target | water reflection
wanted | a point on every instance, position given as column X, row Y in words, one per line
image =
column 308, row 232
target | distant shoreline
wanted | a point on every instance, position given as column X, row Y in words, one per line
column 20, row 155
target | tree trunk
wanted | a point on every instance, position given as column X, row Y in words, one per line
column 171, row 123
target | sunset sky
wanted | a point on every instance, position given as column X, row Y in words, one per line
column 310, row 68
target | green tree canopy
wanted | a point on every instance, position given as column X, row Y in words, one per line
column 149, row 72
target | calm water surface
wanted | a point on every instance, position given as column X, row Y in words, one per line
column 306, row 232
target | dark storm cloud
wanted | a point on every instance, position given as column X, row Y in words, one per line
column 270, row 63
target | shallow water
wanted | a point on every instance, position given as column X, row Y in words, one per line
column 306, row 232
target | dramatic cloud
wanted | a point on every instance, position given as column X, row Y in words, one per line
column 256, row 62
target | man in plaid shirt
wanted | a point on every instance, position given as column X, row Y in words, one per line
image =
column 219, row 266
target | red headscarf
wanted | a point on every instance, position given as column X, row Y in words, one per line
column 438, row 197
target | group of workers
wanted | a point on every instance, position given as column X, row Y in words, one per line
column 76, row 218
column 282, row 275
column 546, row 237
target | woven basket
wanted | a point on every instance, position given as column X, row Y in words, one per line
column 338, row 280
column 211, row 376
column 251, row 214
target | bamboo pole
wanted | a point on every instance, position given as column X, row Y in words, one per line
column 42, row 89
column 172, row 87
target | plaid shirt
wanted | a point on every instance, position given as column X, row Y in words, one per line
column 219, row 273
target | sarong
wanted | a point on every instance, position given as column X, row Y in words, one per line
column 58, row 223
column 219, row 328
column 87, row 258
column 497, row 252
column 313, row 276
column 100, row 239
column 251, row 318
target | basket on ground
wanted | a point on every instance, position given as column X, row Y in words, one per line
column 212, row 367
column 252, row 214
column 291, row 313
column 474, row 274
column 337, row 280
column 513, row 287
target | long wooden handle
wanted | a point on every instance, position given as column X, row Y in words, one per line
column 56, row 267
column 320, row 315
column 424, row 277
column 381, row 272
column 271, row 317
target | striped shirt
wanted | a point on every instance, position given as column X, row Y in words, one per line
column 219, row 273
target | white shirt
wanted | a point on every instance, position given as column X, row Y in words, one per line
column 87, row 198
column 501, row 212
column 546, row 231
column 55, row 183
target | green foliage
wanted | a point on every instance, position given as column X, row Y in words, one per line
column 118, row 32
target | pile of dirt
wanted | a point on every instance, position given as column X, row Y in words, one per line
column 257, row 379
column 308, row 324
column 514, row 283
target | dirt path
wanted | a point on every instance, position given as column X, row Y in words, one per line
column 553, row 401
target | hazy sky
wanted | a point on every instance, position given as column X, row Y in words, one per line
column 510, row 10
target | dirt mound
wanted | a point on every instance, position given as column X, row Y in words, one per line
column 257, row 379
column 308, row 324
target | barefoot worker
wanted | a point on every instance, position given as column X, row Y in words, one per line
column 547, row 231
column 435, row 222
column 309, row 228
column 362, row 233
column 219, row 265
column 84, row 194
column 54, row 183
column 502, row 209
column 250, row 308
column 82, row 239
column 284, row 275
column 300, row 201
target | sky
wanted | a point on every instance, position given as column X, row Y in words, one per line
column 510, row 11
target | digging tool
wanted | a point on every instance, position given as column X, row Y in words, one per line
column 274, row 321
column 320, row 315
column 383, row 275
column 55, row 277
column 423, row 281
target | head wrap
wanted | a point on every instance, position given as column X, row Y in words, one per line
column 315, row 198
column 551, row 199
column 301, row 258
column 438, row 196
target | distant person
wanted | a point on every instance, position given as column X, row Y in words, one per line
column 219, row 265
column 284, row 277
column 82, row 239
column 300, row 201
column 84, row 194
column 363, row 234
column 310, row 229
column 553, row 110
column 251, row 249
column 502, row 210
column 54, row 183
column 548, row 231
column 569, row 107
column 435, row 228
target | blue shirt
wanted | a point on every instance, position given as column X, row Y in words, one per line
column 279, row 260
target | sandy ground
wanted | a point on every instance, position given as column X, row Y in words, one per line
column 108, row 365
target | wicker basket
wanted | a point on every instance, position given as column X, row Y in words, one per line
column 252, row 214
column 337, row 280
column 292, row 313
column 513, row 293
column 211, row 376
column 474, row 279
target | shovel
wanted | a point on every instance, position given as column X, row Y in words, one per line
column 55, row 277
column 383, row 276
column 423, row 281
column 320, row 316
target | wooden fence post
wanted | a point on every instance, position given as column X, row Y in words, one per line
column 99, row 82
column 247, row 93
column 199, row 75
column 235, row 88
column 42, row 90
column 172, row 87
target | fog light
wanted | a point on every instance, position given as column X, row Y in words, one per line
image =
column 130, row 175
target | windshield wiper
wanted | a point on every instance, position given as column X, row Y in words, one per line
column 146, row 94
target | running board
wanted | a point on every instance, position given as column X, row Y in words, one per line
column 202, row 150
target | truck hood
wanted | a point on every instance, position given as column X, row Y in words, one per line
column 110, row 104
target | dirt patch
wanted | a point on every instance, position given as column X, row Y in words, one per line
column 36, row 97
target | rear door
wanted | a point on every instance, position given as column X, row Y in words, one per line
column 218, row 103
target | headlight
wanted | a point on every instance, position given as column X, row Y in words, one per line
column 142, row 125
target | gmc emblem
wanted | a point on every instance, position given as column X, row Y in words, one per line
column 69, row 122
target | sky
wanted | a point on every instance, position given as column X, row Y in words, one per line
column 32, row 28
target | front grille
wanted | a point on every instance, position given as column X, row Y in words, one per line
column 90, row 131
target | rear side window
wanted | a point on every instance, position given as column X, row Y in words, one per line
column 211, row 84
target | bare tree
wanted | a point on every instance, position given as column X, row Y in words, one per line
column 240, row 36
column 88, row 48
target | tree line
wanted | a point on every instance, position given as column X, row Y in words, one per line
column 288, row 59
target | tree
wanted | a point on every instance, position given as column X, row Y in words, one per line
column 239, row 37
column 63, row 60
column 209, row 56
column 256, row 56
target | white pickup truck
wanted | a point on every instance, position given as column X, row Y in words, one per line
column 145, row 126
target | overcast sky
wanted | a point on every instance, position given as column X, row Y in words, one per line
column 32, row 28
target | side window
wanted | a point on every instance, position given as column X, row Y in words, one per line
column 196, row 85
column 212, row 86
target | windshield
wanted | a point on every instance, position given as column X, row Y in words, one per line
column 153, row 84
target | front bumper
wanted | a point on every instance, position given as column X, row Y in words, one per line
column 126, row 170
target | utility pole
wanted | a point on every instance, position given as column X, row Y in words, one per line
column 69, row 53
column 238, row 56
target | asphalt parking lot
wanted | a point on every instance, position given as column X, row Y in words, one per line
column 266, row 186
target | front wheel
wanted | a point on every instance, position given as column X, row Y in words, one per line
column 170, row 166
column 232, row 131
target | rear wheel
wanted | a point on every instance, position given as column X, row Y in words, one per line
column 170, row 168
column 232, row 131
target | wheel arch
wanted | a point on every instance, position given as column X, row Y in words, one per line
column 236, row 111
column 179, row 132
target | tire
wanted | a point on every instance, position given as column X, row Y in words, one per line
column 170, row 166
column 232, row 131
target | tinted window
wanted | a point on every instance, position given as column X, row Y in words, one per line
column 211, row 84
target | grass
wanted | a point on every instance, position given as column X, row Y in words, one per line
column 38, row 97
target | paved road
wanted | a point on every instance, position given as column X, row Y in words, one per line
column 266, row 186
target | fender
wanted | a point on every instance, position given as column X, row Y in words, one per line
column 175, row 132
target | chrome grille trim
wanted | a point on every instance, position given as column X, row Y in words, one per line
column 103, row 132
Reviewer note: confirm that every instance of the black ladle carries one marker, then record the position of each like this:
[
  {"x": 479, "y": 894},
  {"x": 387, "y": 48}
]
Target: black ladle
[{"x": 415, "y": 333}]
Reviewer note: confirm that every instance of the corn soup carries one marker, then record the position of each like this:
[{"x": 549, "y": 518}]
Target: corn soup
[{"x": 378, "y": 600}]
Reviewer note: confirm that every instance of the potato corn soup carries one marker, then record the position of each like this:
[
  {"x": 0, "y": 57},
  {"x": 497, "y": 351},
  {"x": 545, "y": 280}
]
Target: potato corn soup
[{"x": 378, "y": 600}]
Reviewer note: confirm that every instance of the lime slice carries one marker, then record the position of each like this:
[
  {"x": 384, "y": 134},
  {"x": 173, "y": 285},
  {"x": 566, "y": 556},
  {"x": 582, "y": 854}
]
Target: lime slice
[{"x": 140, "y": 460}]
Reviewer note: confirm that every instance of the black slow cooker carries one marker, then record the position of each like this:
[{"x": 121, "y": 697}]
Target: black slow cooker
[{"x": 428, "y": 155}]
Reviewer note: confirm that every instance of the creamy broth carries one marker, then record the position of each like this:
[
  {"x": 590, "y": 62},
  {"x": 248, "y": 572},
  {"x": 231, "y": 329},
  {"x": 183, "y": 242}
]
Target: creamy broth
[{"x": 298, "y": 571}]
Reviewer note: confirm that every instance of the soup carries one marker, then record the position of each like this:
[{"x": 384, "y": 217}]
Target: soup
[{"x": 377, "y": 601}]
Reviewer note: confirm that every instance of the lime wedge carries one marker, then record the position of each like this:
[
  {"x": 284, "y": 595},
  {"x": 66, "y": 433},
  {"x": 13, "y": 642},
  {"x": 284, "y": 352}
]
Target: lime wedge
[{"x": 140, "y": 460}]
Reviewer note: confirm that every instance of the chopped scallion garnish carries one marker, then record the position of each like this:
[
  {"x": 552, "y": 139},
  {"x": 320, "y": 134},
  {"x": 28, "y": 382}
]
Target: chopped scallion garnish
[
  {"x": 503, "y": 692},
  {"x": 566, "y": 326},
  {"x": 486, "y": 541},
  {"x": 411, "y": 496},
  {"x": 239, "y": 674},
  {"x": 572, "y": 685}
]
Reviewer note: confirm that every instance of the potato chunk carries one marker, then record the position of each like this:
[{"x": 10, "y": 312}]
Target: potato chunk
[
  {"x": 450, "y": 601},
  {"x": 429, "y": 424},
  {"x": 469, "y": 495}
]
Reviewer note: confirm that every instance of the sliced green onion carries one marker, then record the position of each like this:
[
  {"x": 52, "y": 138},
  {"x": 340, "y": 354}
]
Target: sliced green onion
# # # #
Only the lines from the first line of the records through the line containing "target | sunset sky" should be repeated, exactly as they appear.

target | water reflection
wanted | a point on every instance, position given as column X, row Y in words, one per line
image =
column 308, row 232
target | distant shoreline
wanted | a point on every instance, position given as column X, row Y in words, one per line
column 20, row 155
target | tree trunk
wanted | a point on every instance, position given as column X, row Y in words, one per line
column 171, row 123
target | sunset sky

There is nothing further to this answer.